### Items from a data source:
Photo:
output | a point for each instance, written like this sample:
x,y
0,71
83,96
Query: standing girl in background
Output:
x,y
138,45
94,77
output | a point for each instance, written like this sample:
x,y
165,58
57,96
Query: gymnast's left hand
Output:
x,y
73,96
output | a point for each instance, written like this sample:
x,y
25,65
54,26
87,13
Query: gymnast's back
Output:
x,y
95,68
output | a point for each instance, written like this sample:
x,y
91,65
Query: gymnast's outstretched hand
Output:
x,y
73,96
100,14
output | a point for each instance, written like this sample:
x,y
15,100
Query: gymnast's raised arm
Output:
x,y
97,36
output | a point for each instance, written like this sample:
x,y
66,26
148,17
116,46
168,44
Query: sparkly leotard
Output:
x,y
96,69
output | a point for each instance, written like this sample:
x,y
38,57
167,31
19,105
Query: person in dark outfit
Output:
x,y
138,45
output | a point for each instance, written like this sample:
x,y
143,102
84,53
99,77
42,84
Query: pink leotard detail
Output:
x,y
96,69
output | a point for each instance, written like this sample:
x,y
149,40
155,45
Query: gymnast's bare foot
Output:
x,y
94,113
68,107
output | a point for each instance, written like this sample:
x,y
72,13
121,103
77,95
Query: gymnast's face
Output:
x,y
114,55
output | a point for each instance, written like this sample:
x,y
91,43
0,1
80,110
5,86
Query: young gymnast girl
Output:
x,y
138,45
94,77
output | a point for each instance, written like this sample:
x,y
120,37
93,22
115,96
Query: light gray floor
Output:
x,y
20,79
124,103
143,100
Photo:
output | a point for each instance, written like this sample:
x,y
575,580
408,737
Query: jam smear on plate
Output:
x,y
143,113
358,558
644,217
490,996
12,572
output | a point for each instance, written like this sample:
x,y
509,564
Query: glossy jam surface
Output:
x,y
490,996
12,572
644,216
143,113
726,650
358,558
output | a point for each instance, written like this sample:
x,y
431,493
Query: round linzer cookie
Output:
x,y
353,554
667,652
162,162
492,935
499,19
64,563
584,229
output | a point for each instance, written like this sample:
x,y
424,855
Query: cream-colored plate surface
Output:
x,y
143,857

### WHAT YOU WILL DO:
Word for word, write out all of the data above.

### RESPONSE:
Photo:
output | a point for each instance, written like this sample:
x,y
0,71
83,96
Query: standing girl in background
Output:
x,y
138,45
94,77
output | a point for each instance, written like this sample:
x,y
165,58
57,96
Query: gymnast's left hand
Output:
x,y
73,96
output | a point for each instance, written like this sample:
x,y
25,65
54,26
87,13
Query: gymnast's back
Output:
x,y
95,68
output | a point for each instance, written like this sample:
x,y
91,65
Query: gymnast's outstretched hand
Output:
x,y
73,96
100,14
output | a point for each instance, written like this sample:
x,y
15,100
Query: gymnast's raised arm
Output:
x,y
97,36
output | a point for each instance, written like this sample:
x,y
66,26
148,17
116,46
168,44
Query: sparkly leotard
Output:
x,y
96,69
output | a point for each instance, written like this sample:
x,y
38,57
167,31
19,105
Query: person in dark outfit
Output:
x,y
138,45
output | a point for each instance, written like this sample:
x,y
143,102
84,53
99,77
42,84
Query: pink leotard detail
Output:
x,y
96,69
output | a point for each instance, written like this sample:
x,y
149,40
155,45
Query: gymnast's bare foot
Output:
x,y
94,113
68,107
output | a point for each instance, written like this sample:
x,y
72,13
121,103
77,95
Query: gymnast's face
Output:
x,y
114,55
output | a point for each instance, written like this sample:
x,y
91,43
0,1
80,110
5,86
Query: young gymnast girl
Output:
x,y
138,45
94,77
output | a point for each instance, written like this sample:
x,y
120,37
93,22
115,96
Query: light gray floor
Output:
x,y
20,79
124,103
143,100
Photo:
output | a point for each instance, written like this sample:
x,y
575,580
408,737
Query: jam smear on plate
Output:
x,y
143,113
358,558
644,217
490,996
12,572
output | a point for each instance, written like this sample:
x,y
509,564
Query: glossy jam surface
Output:
x,y
490,996
12,572
644,216
143,113
726,650
358,558
output | a point for each instance, written like this sample:
x,y
431,493
Query: round linzer cookie
Output:
x,y
353,554
667,652
162,162
492,935
499,19
64,563
584,229
output | a point for each instance, written like this sample:
x,y
424,855
Query: cream-colored plate surface
Output:
x,y
143,857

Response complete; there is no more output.